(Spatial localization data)
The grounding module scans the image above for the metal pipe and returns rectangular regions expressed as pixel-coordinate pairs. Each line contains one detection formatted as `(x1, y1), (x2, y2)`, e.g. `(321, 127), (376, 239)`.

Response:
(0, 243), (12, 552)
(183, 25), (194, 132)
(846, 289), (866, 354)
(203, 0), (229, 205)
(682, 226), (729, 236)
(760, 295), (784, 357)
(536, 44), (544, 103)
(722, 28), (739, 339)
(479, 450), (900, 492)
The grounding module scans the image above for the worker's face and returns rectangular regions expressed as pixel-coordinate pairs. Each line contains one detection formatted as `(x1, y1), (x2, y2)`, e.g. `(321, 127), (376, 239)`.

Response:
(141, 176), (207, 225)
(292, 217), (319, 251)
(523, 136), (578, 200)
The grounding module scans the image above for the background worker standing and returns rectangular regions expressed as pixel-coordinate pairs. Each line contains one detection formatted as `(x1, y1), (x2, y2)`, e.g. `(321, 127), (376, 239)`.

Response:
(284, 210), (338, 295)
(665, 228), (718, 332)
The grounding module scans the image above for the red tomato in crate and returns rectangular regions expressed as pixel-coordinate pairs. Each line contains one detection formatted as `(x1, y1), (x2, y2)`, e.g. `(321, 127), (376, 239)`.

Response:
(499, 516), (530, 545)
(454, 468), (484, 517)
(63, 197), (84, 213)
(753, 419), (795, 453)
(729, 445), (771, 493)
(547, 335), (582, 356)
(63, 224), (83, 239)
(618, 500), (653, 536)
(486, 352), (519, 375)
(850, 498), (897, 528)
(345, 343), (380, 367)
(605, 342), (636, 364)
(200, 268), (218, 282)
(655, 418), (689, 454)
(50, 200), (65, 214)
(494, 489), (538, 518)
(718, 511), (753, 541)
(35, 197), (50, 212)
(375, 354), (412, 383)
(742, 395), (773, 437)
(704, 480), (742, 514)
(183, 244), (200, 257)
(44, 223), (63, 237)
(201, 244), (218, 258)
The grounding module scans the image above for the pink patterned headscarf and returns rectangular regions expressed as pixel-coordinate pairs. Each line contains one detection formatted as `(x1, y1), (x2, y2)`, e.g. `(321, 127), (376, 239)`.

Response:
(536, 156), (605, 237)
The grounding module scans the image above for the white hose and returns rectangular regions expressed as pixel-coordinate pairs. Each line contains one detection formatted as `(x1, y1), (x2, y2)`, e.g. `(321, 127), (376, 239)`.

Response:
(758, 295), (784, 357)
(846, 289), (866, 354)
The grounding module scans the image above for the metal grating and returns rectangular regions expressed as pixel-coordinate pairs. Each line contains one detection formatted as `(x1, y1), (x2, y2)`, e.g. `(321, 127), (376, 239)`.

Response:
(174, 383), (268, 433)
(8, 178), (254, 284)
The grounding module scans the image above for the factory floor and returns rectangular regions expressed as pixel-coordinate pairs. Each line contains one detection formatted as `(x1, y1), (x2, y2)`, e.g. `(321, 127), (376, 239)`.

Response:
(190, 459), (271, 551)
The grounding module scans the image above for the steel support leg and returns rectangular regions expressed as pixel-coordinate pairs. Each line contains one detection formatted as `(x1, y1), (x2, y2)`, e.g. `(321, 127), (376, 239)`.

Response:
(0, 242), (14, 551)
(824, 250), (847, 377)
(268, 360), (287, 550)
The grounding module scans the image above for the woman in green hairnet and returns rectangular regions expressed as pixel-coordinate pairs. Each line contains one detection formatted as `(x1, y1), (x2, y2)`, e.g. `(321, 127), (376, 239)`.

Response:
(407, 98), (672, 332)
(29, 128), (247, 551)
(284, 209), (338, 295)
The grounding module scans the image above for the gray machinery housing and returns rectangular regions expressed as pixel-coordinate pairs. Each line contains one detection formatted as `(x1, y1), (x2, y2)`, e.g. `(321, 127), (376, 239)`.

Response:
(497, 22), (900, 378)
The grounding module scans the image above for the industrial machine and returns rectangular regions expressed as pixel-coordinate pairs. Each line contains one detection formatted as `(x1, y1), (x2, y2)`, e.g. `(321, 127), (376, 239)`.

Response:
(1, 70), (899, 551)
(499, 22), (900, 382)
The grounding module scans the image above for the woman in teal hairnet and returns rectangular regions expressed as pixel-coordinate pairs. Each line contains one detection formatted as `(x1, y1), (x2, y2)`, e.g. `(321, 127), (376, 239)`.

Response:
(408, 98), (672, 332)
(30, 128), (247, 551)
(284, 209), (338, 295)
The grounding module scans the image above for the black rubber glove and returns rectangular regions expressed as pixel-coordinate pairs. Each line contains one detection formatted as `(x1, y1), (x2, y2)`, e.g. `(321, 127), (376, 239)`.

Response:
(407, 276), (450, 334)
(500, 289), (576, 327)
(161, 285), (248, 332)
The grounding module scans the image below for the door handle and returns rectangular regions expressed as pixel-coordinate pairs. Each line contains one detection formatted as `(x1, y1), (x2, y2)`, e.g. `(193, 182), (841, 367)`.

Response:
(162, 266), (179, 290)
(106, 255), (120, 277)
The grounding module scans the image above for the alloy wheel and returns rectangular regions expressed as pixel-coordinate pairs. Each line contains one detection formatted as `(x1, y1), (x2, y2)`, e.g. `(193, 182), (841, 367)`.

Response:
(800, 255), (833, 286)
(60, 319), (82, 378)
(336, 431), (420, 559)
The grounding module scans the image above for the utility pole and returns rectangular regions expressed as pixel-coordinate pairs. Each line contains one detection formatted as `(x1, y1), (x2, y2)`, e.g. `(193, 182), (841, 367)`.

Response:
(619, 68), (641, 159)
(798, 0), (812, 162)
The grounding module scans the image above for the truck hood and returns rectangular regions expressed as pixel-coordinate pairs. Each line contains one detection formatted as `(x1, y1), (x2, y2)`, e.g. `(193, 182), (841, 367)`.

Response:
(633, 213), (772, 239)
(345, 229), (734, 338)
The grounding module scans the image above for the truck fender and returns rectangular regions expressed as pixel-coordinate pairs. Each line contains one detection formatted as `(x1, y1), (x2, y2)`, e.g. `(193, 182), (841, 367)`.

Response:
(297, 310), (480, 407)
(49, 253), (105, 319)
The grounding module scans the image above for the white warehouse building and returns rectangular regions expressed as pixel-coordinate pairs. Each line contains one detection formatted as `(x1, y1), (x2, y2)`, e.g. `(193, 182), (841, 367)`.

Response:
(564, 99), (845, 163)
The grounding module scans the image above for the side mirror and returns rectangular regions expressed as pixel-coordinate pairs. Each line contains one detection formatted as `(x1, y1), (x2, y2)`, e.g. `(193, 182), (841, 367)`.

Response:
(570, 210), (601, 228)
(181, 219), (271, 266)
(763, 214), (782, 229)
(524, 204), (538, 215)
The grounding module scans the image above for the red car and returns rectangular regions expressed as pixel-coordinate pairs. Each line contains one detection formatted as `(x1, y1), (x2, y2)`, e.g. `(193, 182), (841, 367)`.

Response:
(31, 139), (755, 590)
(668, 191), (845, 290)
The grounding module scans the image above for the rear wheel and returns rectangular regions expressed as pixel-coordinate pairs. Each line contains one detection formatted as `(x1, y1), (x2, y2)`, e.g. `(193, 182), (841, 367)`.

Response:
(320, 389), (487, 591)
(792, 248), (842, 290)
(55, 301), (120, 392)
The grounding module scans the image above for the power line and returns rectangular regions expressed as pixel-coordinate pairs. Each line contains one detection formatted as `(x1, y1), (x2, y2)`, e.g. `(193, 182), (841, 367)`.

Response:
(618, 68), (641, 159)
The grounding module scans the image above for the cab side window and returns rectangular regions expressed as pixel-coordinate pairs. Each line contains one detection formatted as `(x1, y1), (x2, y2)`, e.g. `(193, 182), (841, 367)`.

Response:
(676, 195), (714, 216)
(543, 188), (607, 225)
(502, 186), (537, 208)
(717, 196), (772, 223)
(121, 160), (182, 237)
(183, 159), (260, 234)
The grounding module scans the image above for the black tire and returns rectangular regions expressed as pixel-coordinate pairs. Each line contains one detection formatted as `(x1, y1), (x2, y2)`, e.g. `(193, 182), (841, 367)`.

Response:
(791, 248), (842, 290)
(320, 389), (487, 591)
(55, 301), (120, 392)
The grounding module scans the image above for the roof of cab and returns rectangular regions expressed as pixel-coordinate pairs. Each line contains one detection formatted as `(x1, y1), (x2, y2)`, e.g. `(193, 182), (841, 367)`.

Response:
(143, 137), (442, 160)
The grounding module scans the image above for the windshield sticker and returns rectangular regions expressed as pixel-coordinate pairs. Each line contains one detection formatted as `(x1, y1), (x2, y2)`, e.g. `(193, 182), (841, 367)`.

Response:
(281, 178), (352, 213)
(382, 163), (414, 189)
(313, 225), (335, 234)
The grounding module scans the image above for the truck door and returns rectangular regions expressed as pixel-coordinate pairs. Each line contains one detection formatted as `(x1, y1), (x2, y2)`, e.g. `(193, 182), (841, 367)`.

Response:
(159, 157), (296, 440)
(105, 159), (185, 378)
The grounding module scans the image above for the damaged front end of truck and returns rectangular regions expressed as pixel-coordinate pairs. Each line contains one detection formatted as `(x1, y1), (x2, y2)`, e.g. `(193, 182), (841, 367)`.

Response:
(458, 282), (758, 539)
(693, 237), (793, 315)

# [Requirement]
Answer with a single number: the count of lines above that contain the string "truck".

# [Solution]
4